■ SOURCE DOCUMENT
Cardin ran successfully for the Senate seat twenty years later when the elder Sarbanes chose to retire and his son sought the Congressional nomination. Facing three opponents, he received 31.9 percent of the primary vote and captured the general election by a nearly two-thirds margin. In similar fashion, he has been reelected eight times with no substantive opposition.
Sarbanes has had the opportunity to work on a number of important issues during his 17 years in the House. As co-chair of the Task Force on Strengthening Democracy, he assembled the For the People Act, which he described as “a historic reform package to clean up the culture of corruption in Washington and return to government of, by and for the people.” It passed the House in 2021, but was blocked by a Senate Republican filibuster.
“My most consistent effort has been leading democracy reform through authorship of the act,” he added. “This legislation seeks to ensure that every American has a voice and a vote in our democracy and that our government officials are responsive to the public interest – not the special interests.”
Harkening to his days with state public interest organizations, Sarbanes is also proud of his role in helping create the federal Public Service Loan Forgiveness Program. The effort aids in alleviating student debt burden for individuals who want to pursue meaningful, rewarding careers as teachers, first responders, civil servants or working in the non-profit sector.
Sarbanes served on the Committee on Energy and Commerce during the passage of the Affordable Care Act and as the county navigated the COVID pandemic. Committee membership has also allowed him to work on many targeted efforts to support school-based health centers, lower prescription drug prices, safeguard a strong health care workforce and respond to mental and behavioral health crises.
On the environmental front, Sarbanes has been part of a Maryland team operating to protect and restore the Chesapeake Bay. His passion has included inspiring the next generation to take ownership of climate issues, empowering them to become environmental stewards with legislation such as the No Child Left Inside Act, which bolsters and expands outdoor environmental learning experiences.

■ DATASET EXCERPTS
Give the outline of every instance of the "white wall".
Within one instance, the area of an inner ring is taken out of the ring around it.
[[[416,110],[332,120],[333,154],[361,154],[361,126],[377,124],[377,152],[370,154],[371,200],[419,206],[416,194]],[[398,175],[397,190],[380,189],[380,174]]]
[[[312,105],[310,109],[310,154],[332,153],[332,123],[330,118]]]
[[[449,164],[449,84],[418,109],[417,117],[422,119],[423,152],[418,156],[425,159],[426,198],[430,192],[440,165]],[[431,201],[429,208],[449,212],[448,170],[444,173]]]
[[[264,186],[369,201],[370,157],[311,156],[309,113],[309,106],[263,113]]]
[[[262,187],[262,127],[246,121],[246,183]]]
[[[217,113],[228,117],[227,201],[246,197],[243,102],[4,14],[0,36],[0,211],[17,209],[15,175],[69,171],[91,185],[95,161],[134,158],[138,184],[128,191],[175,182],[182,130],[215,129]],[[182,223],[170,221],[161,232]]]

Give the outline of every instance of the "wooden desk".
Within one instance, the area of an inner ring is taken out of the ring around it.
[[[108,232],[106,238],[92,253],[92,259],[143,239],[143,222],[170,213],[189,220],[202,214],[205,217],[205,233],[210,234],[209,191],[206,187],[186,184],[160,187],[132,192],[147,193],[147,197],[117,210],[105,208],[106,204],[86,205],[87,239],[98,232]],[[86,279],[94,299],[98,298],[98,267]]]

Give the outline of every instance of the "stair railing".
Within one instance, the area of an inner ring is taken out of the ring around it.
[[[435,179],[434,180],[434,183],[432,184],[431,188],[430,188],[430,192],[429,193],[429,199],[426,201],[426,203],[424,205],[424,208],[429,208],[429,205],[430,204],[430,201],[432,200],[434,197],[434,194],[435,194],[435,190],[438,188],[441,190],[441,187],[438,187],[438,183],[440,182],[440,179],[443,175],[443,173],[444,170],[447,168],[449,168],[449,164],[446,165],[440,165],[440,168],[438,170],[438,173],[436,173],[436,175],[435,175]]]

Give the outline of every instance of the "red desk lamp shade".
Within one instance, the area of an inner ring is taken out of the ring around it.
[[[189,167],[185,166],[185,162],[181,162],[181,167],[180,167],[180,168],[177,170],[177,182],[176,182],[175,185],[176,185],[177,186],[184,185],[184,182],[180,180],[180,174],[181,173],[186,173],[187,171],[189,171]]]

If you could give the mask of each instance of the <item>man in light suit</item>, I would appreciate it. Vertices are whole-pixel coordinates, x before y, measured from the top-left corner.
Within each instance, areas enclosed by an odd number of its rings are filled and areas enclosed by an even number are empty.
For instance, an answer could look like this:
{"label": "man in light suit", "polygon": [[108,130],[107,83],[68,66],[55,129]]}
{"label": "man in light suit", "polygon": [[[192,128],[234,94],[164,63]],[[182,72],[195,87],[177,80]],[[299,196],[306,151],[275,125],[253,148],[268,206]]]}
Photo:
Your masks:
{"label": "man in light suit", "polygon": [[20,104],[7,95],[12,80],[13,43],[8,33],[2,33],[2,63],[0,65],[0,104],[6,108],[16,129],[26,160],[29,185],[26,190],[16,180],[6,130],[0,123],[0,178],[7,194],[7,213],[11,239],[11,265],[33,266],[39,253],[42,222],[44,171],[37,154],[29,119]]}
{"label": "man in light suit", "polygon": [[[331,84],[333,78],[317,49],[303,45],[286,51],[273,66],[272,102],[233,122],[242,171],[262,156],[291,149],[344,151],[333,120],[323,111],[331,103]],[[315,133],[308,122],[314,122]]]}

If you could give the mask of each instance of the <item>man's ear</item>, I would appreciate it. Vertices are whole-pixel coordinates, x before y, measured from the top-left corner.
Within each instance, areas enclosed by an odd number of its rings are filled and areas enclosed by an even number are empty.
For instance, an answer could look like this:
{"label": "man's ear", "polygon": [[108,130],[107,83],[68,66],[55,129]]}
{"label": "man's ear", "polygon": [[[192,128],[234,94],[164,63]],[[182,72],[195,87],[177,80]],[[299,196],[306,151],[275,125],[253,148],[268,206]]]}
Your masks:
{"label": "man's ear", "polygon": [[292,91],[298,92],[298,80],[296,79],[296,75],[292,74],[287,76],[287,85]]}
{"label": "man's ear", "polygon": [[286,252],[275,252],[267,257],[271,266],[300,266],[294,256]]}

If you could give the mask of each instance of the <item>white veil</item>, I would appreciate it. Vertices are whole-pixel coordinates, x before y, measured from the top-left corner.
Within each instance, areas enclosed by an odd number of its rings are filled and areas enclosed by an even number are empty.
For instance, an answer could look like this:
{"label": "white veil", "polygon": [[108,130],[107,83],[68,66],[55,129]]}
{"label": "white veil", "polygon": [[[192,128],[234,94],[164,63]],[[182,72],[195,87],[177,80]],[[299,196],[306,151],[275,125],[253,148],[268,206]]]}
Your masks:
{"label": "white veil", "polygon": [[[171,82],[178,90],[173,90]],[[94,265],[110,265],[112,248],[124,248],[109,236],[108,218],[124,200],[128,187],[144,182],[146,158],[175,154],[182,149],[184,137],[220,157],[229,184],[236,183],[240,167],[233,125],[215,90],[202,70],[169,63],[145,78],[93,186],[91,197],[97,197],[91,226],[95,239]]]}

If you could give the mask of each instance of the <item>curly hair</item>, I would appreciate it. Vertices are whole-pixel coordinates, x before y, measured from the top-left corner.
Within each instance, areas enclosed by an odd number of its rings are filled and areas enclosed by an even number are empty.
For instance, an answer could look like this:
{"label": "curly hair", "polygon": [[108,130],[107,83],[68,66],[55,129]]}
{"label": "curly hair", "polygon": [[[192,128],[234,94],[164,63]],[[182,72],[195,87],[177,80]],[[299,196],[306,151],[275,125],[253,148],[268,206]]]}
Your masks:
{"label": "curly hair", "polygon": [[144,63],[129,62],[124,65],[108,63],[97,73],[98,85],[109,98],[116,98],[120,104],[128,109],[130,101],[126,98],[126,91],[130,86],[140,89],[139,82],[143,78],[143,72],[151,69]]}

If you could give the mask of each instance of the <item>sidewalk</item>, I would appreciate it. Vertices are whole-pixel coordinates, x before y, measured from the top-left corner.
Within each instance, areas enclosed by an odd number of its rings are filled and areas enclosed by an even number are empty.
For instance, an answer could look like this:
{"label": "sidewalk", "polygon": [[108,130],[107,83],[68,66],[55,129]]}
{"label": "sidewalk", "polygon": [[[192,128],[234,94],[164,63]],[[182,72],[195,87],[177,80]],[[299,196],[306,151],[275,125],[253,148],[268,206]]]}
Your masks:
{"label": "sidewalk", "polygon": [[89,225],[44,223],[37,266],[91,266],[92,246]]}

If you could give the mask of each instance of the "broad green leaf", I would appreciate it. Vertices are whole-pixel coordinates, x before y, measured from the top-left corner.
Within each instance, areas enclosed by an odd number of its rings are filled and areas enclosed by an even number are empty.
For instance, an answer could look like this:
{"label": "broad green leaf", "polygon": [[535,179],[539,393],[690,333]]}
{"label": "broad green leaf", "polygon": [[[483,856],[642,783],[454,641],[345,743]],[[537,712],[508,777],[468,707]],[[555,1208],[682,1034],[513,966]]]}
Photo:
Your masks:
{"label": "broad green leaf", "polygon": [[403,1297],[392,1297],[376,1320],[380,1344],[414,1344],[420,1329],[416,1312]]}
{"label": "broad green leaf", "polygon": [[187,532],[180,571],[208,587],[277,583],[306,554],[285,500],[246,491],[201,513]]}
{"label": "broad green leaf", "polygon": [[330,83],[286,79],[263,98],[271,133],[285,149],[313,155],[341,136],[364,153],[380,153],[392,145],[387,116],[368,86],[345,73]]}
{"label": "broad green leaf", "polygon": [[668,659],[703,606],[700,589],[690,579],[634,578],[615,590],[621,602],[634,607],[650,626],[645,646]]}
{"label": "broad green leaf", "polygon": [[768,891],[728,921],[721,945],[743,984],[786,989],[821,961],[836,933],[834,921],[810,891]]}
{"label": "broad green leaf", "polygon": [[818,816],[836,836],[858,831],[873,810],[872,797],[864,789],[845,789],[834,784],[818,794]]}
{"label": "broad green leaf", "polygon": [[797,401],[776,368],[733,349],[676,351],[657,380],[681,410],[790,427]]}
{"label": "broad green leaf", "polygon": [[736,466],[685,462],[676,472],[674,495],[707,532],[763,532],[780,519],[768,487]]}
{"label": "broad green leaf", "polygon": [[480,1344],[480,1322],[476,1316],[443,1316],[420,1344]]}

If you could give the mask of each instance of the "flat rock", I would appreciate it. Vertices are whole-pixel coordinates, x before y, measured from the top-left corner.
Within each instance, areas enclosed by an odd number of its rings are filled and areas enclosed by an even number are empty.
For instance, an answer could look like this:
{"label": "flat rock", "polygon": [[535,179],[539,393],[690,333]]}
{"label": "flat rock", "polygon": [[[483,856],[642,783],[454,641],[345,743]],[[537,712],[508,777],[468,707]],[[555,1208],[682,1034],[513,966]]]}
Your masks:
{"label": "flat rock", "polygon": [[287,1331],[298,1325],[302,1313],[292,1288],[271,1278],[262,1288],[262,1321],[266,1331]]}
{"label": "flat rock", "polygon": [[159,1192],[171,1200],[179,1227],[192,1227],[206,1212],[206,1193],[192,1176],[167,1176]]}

■ TASK REQUIREMENTS
**1.** Condense the paragraph of the Sarbanes text that begins "Sarbanes has had the opportunity" into a shorter version that keeps its main facts.
**2.** Transcribe the portion of the Sarbanes text starting at "Sarbanes has had" and ending at "Senate Republican filibuster.", word for word.
Base each answer solely on the Sarbanes text.

■ ANSWERS IN ORDER
**1.** During his 17 years in the House, Sarbanes has worked on many important issues. As co-chair of the Task Force on Strengthening Democracy, he assembled the For the People Act, a reform package he called historic and aimed at curbing corruption in Washington. The act passed the House in 2021 but was blocked by a Senate Republican filibuster.

**2.**
Sarbanes has had the opportunity to work on a number of important issues during his 17 years in the House. As co-chair of the Task Force on Strengthening Democracy, he assembled the For the People Act, which he described as “a historic reform package to clean up the culture of corruption in Washington and return to government of, by and for the people.” It passed the House in 2021, but was blocked by a Senate Republican filibuster.